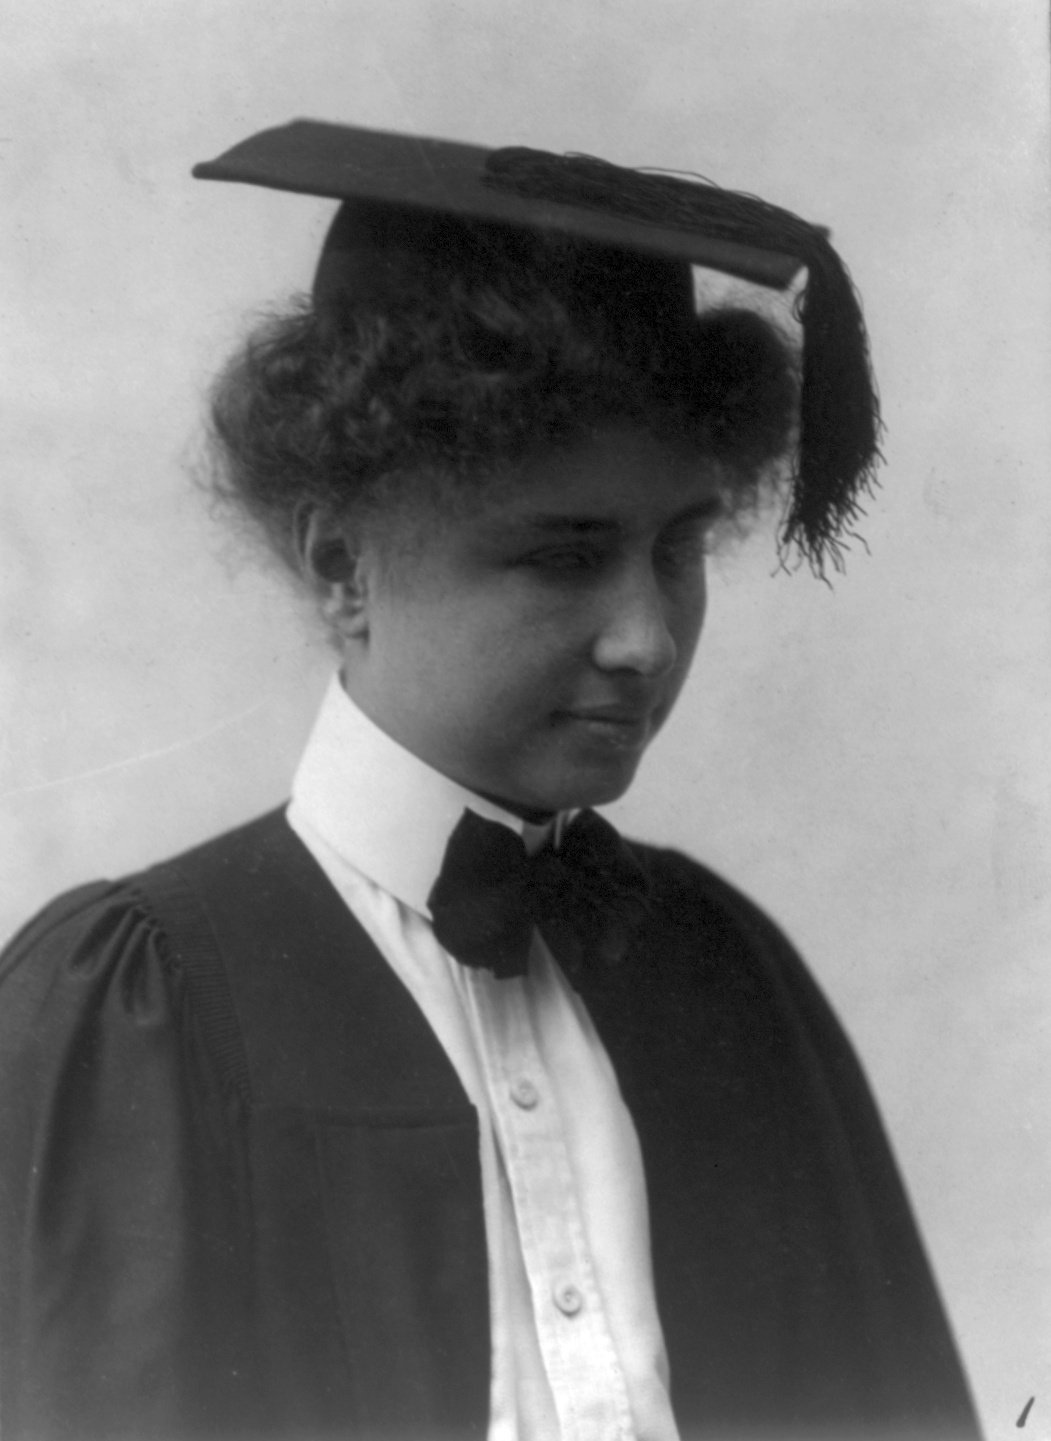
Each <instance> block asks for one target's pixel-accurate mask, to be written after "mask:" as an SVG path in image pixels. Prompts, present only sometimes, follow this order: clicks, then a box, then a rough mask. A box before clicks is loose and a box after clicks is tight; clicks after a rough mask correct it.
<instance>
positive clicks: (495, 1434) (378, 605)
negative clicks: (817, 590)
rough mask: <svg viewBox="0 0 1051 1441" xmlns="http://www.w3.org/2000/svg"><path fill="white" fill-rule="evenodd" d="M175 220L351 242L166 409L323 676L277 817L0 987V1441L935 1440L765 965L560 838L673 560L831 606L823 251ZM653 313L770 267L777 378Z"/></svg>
mask: <svg viewBox="0 0 1051 1441" xmlns="http://www.w3.org/2000/svg"><path fill="white" fill-rule="evenodd" d="M198 173H199V174H202V176H205V177H215V179H238V180H248V182H252V183H264V184H272V186H277V187H280V189H293V190H296V189H298V190H309V192H311V193H324V195H333V196H342V197H343V199H345V203H343V206H342V208H340V210H339V213H337V216H336V220H334V223H333V228H332V231H330V233H329V238H327V241H326V246H324V251H323V255H321V261H320V265H319V271H317V277H316V282H314V290H313V295H311V300H310V301H309V303H304V304H301V305H298V307H296V308H294V310H291V311H288V313H287V314H284V316H281V317H280V318H277V320H274V321H271V323H268V324H267V326H265V327H262V329H261V330H260V331H258V333H257V334H254V336H252V337H249V340H248V343H247V344H245V347H244V350H242V352H241V354H239V356H236V357H235V359H234V362H232V363H231V366H229V367H228V370H226V372H225V375H223V376H222V378H221V380H219V385H218V388H216V393H215V402H213V429H215V437H216V445H218V452H219V455H221V458H222V470H221V477H222V478H221V483H219V484H221V490H222V493H223V496H225V497H226V499H228V500H229V501H231V503H234V504H236V506H238V507H241V509H242V510H244V512H247V513H248V514H249V516H251V517H252V519H254V520H255V522H257V525H258V526H260V527H261V532H262V533H264V535H265V536H267V537H268V540H270V542H271V545H272V546H274V548H275V549H277V552H278V553H280V555H281V556H284V558H285V561H288V562H290V565H291V568H293V569H294V572H296V574H297V575H298V576H300V578H301V579H303V581H306V582H307V584H309V585H310V588H311V589H313V592H314V594H316V595H317V599H319V604H320V608H321V612H323V615H324V617H326V620H327V623H329V625H330V628H332V633H333V638H334V641H336V646H337V648H339V653H340V672H339V679H337V680H333V684H332V689H330V692H329V696H327V697H326V702H324V705H323V709H321V713H320V716H319V720H317V726H316V729H314V733H313V736H311V741H310V744H309V746H307V751H306V755H304V758H303V762H301V765H300V769H298V772H297V778H296V782H294V787H293V800H291V806H290V807H288V810H287V811H281V813H274V814H271V816H268V817H262V818H261V820H260V821H255V823H252V824H251V826H248V827H242V829H241V830H238V831H234V833H231V834H228V836H225V837H219V839H218V840H215V842H210V843H208V844H206V846H203V847H199V849H198V850H195V852H190V853H187V855H185V856H180V857H177V859H176V860H173V862H170V863H167V865H163V866H159V867H153V869H151V870H148V872H144V873H141V875H138V876H133V878H130V879H127V880H123V882H117V883H115V885H108V883H99V885H94V886H88V888H82V889H81V891H78V892H74V893H71V895H69V896H65V898H62V899H59V901H56V902H55V904H53V905H52V906H49V908H48V909H46V911H45V912H43V914H42V915H40V916H37V919H36V921H33V922H30V925H29V927H27V928H26V931H23V934H22V935H20V937H19V938H16V941H14V942H13V945H12V948H10V951H9V953H7V957H6V961H4V967H3V973H0V976H1V984H3V1010H1V1013H0V1014H1V1019H0V1056H1V1058H3V1059H1V1063H3V1069H4V1085H3V1089H1V1092H0V1094H3V1097H4V1101H3V1143H1V1144H3V1156H4V1173H6V1185H4V1189H3V1193H1V1195H3V1202H1V1205H3V1212H1V1213H0V1232H1V1239H0V1245H1V1246H3V1251H0V1265H1V1267H3V1333H1V1334H0V1399H1V1402H3V1406H4V1424H6V1427H7V1429H9V1434H10V1435H12V1437H23V1435H25V1437H50V1435H56V1437H58V1435H68V1434H75V1435H79V1437H87V1435H92V1437H94V1435H98V1437H112V1435H128V1437H157V1438H161V1437H198V1435H251V1437H260V1435H275V1437H278V1435H285V1437H298V1435H310V1437H314V1435H319V1437H320V1435H340V1437H346V1435H362V1437H391V1435H398V1437H401V1435H425V1437H431V1435H479V1437H480V1435H487V1437H490V1438H493V1441H495V1438H497V1437H499V1438H505V1437H506V1438H510V1437H522V1438H525V1437H567V1438H569V1437H572V1438H585V1437H587V1438H600V1437H601V1438H606V1437H611V1435H617V1437H646V1438H673V1437H676V1435H727V1434H735V1432H737V1434H742V1435H758V1434H771V1432H773V1434H784V1435H800V1434H804V1435H809V1434H819V1432H826V1434H835V1435H839V1437H851V1435H862V1434H864V1435H887V1437H894V1435H915V1434H920V1435H947V1437H956V1435H960V1437H963V1435H973V1434H975V1429H976V1428H975V1421H973V1414H972V1411H970V1402H969V1399H967V1393H966V1385H964V1382H963V1378H962V1375H960V1370H959V1363H957V1360H956V1356H954V1350H953V1343H952V1339H950V1334H949V1330H947V1326H946V1321H944V1317H943V1314H941V1308H940V1304H939V1300H937V1294H936V1290H934V1284H933V1281H931V1277H930V1272H928V1268H927V1264H926V1259H924V1257H923V1249H921V1245H920V1242H918V1238H917V1235H915V1229H914V1225H913V1221H911V1216H910V1212H908V1206H907V1202H905V1199H904V1195H903V1192H901V1186H900V1182H898V1179H897V1173H895V1169H894V1163H892V1160H891V1157H890V1153H888V1150H887V1144H885V1140H884V1137H882V1131H881V1127H879V1121H878V1117H877V1114H875V1110H874V1107H872V1102H871V1098H869V1097H868V1092H866V1088H865V1084H864V1079H862V1078H861V1074H859V1071H858V1066H856V1062H855V1059H853V1056H852V1053H851V1049H849V1045H848V1043H846V1040H845V1038H843V1036H842V1033H841V1030H839V1027H838V1025H836V1022H835V1020H833V1017H832V1016H830V1013H829V1010H828V1007H826V1004H825V1001H823V1000H822V997H820V996H819V994H817V991H816V989H815V986H813V981H812V980H810V977H809V976H807V973H806V970H804V967H803V964H802V963H800V960H799V958H797V957H796V954H794V953H793V951H791V948H790V945H789V944H787V941H786V940H784V938H783V937H781V935H780V932H779V931H777V929H776V928H774V927H773V924H771V922H770V921H768V919H767V918H766V916H763V915H761V912H758V911H757V909H755V906H753V905H751V902H748V901H747V899H745V898H744V896H741V895H738V893H737V892H735V891H732V889H731V888H730V886H727V885H725V883H724V882H721V880H719V879H718V878H715V876H714V875H711V873H709V872H706V870H705V869H704V867H701V866H696V865H695V863H693V862H691V860H688V859H686V857H682V856H678V855H675V853H672V852H660V850H655V849H652V847H646V846H637V844H627V843H624V842H621V839H620V837H618V836H617V834H616V831H613V830H611V827H608V826H607V824H606V823H604V821H601V820H600V818H598V817H597V816H594V813H593V811H591V807H593V806H597V804H603V803H606V801H611V800H614V798H616V797H618V795H620V794H623V791H624V790H626V788H627V787H629V785H630V782H631V780H633V775H634V771H636V767H637V764H639V759H640V758H642V754H643V751H644V749H646V746H647V745H649V742H650V741H652V739H653V736H655V735H656V732H657V731H659V729H660V726H662V723H663V720H665V719H666V716H668V715H669V712H670V709H672V706H673V705H675V700H676V697H678V693H679V689H680V686H682V683H683V680H685V677H686V673H688V669H689V663H691V659H692V654H693V648H695V646H696V641H698V638H699V633H701V627H702V621H704V608H705V588H704V559H705V553H706V550H708V548H709V546H711V545H712V543H717V542H718V537H719V535H722V533H725V530H727V529H728V527H732V525H734V522H735V520H737V519H738V517H741V516H744V514H747V513H748V512H751V510H754V509H755V507H757V506H758V504H760V501H761V500H763V499H764V497H766V496H770V494H780V493H783V494H784V497H786V501H787V510H786V525H784V530H783V537H781V539H783V545H784V546H790V545H796V546H797V548H799V549H800V552H802V553H803V555H804V556H807V558H809V559H810V561H812V563H813V565H815V566H816V568H817V569H820V566H822V563H825V561H826V559H829V558H832V559H833V561H835V559H836V555H838V552H836V543H838V536H839V535H841V532H842V529H843V526H845V525H848V523H849V520H851V516H852V514H853V512H855V506H856V497H858V491H859V488H861V487H864V484H865V483H866V478H868V476H869V473H871V465H872V463H874V460H875V455H877V438H878V434H877V432H878V421H877V412H875V401H874V395H872V386H871V379H869V373H868V360H866V350H865V339H864V327H862V323H861V316H859V310H858V305H856V300H855V297H853V293H852V290H851V285H849V280H848V278H846V275H845V272H843V269H842V265H841V264H839V261H838V258H836V255H835V252H833V251H832V248H830V245H829V242H828V238H826V235H825V232H823V231H819V229H816V228H812V226H809V225H806V223H804V222H802V220H799V219H796V218H794V216H790V215H787V213H786V212H781V210H777V209H774V208H771V206H766V205H764V203H763V202H757V200H751V199H748V197H741V196H735V195H730V193H724V192H717V190H712V189H711V187H705V186H696V184H691V183H688V182H679V180H672V179H668V177H655V176H646V174H637V173H633V171H623V170H618V169H617V167H613V166H606V164H604V163H601V161H591V160H584V159H577V160H562V159H559V157H554V156H545V154H538V153H533V151H496V153H492V154H489V153H486V151H479V150H473V148H470V147H457V146H445V144H441V143H435V141H420V140H412V138H405V137H391V135H379V134H371V133H365V131H355V130H349V128H345V127H327V125H316V124H311V122H297V124H296V125H290V127H285V128H284V130H280V131H270V133H264V134H262V135H258V137H254V138H252V140H249V141H247V143H245V144H244V146H241V147H236V148H235V150H234V151H231V153H229V154H228V156H225V157H222V159H221V160H219V161H215V163H212V164H209V166H203V167H199V170H198ZM692 264H708V265H715V267H722V268H724V269H727V271H730V272H732V274H742V275H745V277H748V278H753V280H757V281H760V282H764V284H771V285H780V287H787V285H789V284H790V281H791V280H793V277H794V275H796V274H797V272H799V271H800V267H803V265H804V267H806V271H807V282H806V291H804V295H803V301H802V320H803V347H802V360H800V362H799V363H797V360H796V359H794V357H793V353H791V349H790V346H789V344H787V343H786V340H784V339H783V337H781V336H780V334H779V333H777V331H776V330H774V329H773V327H771V326H770V324H768V323H767V321H764V320H761V318H760V317H757V316H755V314H751V313H747V311H741V310H705V308H704V307H698V303H696V300H695V288H693V272H692V268H691V267H692Z"/></svg>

◆ ◆ ◆ ◆ ◆

▸ **Aim of the task**: Repeat each line of the material, unaltered, from the first through the line with "negative clicks: (817, 590)", and include no pictures.

▸ **Output of the task**:
Each <instance> block asks for one target's pixel-accurate mask, to be written after "mask:" as an SVG path in image pixels. Prompts, present only sometimes, follow this order: clicks, then a box, then a rough mask. A box before clicks is loose and a box after clicks is tight; clicks after a rough mask correct it.
<instance>
positive clicks: (495, 1434) (378, 605)
negative clicks: (817, 590)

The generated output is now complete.